■ **Given instruction**
Please write out the data below again, switching "pixel coordinates" to "image coordinates" everywhere it occurs and keeping everything else unchanged. Leave the pictures out.
## Start Dataset rows
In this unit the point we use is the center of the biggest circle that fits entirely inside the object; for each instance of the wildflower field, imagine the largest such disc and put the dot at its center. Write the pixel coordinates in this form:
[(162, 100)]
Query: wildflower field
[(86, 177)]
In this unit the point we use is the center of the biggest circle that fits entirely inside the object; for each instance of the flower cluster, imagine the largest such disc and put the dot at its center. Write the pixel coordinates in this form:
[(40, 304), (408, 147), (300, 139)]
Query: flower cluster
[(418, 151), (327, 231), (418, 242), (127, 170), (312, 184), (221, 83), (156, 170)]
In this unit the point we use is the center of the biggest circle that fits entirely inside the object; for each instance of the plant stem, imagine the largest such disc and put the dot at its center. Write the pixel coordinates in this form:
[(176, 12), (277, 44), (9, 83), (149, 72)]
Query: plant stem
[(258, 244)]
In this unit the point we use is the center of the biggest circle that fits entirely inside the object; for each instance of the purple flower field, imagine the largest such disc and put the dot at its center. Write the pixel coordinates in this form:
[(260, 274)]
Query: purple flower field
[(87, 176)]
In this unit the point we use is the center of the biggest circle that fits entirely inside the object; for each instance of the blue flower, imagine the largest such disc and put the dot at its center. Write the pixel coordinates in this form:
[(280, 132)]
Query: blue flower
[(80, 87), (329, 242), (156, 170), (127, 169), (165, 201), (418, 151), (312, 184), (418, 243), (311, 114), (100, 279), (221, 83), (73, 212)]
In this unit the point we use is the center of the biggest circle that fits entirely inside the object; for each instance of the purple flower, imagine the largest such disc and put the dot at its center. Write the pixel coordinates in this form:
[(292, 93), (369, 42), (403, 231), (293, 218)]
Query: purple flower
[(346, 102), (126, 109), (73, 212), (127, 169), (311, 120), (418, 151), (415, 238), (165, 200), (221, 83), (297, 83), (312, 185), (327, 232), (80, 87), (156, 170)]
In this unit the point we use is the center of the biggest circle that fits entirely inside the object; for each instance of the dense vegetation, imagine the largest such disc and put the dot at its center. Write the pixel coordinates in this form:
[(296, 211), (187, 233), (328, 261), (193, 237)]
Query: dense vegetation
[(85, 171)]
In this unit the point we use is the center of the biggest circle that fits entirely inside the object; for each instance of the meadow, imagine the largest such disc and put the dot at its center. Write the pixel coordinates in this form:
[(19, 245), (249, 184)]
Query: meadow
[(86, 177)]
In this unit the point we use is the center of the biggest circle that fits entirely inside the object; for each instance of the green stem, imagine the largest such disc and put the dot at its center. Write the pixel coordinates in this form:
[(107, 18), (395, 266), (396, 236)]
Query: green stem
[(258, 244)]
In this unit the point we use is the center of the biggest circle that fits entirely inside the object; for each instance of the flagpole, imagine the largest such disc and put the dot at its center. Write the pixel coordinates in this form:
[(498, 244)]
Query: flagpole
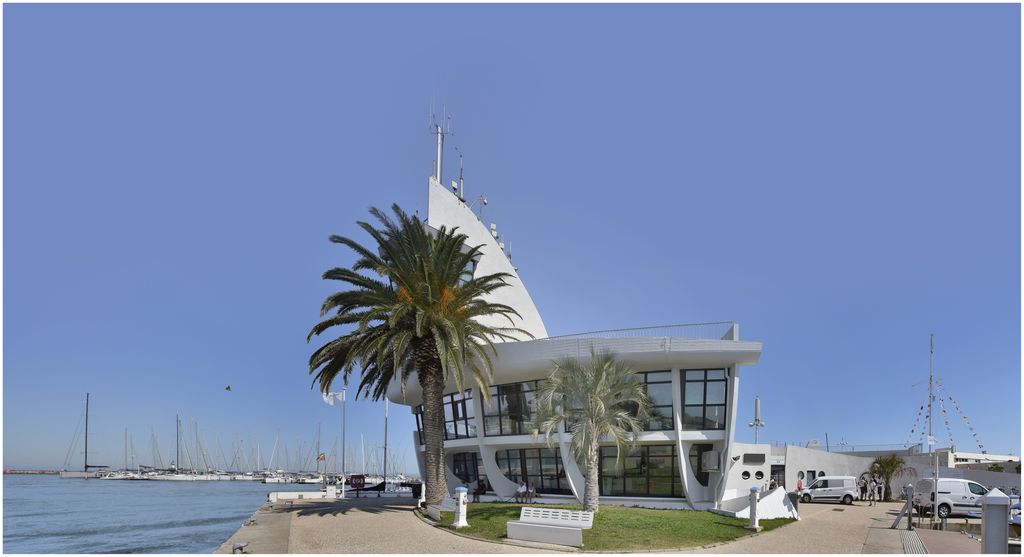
[(344, 462)]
## End Dataset rows
■ **Output**
In this unit the point we use is the center of the biggest circle that fits entirely inside the object; for each instance of the wildflower field, imagine the largest such disc and put the dot at its center. Write the image coordinates in this form:
[(162, 100)]
Query: wildflower field
[(86, 177)]
In this unit the point we use is the center of the biggest circle that fits entirely inside the object; for each instance of the flower cluster, imagine the largest such disc and put the dot at its center. Write the image coordinates in this form:
[(40, 304), (408, 147), (300, 139)]
Query: flower cluster
[(418, 151), (327, 231), (418, 242), (127, 170), (312, 184), (221, 83), (156, 170)]
In this unit the point we use is the center of the biggest circle that fits entirely inside the object; for each instance of the plant stem, imagine the largest such disc and put the dot at its center. Write the image coordinates in this form:
[(176, 12), (277, 44), (9, 83), (149, 72)]
Query: plant stem
[(258, 244)]
In this unit the point we use is the center of the biggest circle that fits entirely inside the object; for each instance of the purple flower field, imagine the largest such disc and put the dot at its center. Write the image coordinates in this form:
[(260, 274)]
Query: purple flower field
[(87, 176)]
In this unit the point we use is the center of the biggest circle that fits entirely inside the object; for each instance of the blue flower, imagine the largest such disc and put the dot at its center. Write the image coordinates in this form:
[(280, 132)]
Query: blue flower
[(80, 87), (329, 242), (156, 170), (127, 169), (165, 201), (418, 151), (312, 184), (418, 243), (311, 114), (100, 279), (221, 83), (73, 212)]
In this unit the point we use is the center of the biggest circle that fits entirely inside the object; for each instance of the purple flower, imagine the largest such disc and put the dot at its center. Write the image coordinates in this form:
[(292, 93), (369, 42), (403, 231), (293, 218)]
Query: purple flower
[(346, 102), (126, 109), (73, 212), (127, 169), (311, 120), (418, 151), (415, 238), (165, 200), (221, 83), (297, 83), (312, 185), (327, 232), (80, 87), (156, 170)]
In this unit the point we use is the center of the biggest circle that fits entirely inside the object; for each instance of the dense vegetation, imagine the largest such disc and put the dot at its center. Write the image coordinates in this form:
[(296, 211), (187, 233), (328, 261), (193, 237)]
Query: dense vegetation
[(85, 171)]
In this unit the point we use is the center of the biggest circle that fits entirely inside the object; for each instance of the meadow, imagine the largest such disc and put the dot at its center. Write the image coordinates in this form:
[(19, 245), (249, 184)]
Query: meadow
[(86, 177)]
In this unit the point we use is the center of the biggest circle that fits entirely inside the object; for each instance of the green stem, imagine the largest such disc and put the dot at its center. Write the image coordinates in this form:
[(107, 18), (395, 266), (396, 236)]
Query: green stem
[(258, 244)]
In this unit the point we use is the center of the biggest circle that fits entirely inside the object; for each instance of the flagpole, imagine the largest such disc and put the dot at its center. Write the image coordinates in this form:
[(498, 244)]
Query: flagpole
[(344, 462)]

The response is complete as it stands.